┌──

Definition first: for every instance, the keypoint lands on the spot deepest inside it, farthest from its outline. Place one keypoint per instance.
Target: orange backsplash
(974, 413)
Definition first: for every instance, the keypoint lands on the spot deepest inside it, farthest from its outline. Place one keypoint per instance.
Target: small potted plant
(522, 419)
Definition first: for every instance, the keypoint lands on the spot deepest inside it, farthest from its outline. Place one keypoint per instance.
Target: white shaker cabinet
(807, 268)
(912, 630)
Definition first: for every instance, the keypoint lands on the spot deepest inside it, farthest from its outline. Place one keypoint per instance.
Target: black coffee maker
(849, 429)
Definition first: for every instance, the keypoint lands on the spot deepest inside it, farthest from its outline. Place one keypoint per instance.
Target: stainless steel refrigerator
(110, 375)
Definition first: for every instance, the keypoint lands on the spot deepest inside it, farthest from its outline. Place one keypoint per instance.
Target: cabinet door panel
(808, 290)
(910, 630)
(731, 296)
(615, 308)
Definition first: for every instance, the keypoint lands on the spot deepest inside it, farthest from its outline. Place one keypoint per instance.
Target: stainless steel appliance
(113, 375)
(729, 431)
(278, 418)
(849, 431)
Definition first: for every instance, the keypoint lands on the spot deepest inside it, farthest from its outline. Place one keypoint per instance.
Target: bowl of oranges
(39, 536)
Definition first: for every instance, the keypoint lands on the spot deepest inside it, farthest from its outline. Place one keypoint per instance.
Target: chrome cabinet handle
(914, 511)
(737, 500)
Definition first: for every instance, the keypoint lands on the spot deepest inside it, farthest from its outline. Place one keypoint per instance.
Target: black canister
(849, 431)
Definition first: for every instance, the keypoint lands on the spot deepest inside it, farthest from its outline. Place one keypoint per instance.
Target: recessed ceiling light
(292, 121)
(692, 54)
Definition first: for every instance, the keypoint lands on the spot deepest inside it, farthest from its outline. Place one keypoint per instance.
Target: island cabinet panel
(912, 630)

└──

> _WORK TO BE COMPLETED_: Give back the whole listing, word for word.

> _EXERCISE ANSWER_:
Definition first: for every instance, the keypoint lands on the spot deepest inside it, farthest from its outline. Place one keypoint per instance.
Target: orange backsplash
(974, 413)
Definition first: for every instance, the keypoint lands on the spot deepest inside it, farthest from its outline. Place one keypoint per instance.
Target: small potted plant
(522, 419)
Definition first: for every instance, the keypoint lands on the spot deepest inside it, farthest from its outline. Place one keypoint per instance.
Target: white shaker cabinet
(807, 268)
(912, 630)
Definition first: for every instance, the keypoint lands on the spot deepest inside it, farthest from its outline. Place one keypoint per instance.
Target: black coffee maker
(849, 429)
Definition first: for every instance, the keypoint lands on the spot deepest inside it, farthest from its outline. Place one keypoint per instance.
Target: stainless steel refrigerator
(110, 375)
Definition first: for every instance, the keypoint lands on the spot deepest inside it, farthest from its outline. Place one keypoint per instance.
Target: cabinet door panel
(808, 290)
(910, 630)
(731, 296)
(615, 308)
Definition first: for every instance, the keypoint lands on the spot deepest inside it, farthest from its outline. Place one keypoint per instance.
Target: stainless steel appliance
(113, 375)
(729, 431)
(278, 418)
(849, 431)
Definition first: for every instance, the keypoint lands on the spot deepest inside it, farthest from its outline. Place one keypoint per instance.
Target: bowl of oranges
(39, 536)
Definition first: for every instance, the keypoint lands on the spot deepest inside it, farthest from its outline. Place one keypoint per instance.
Target: chrome cabinet handle
(914, 511)
(737, 500)
Definition first: for every instance, the keypoint lands on the spot deepest inside it, farthest from its outline. Place one keypoint per instance.
Target: black canister
(849, 431)
Definition first: for every instance, the keypoint lands on the spot deepest inside it, farthest from its outline. Place one keypoint per instance.
Target: recessed ceiling light
(292, 121)
(692, 54)
Definition first: for every instance, the keypoint lands on the spot deepest inside it, farthest from its outline. Place one keypoint per instance.
Target: island cabinet panel
(912, 630)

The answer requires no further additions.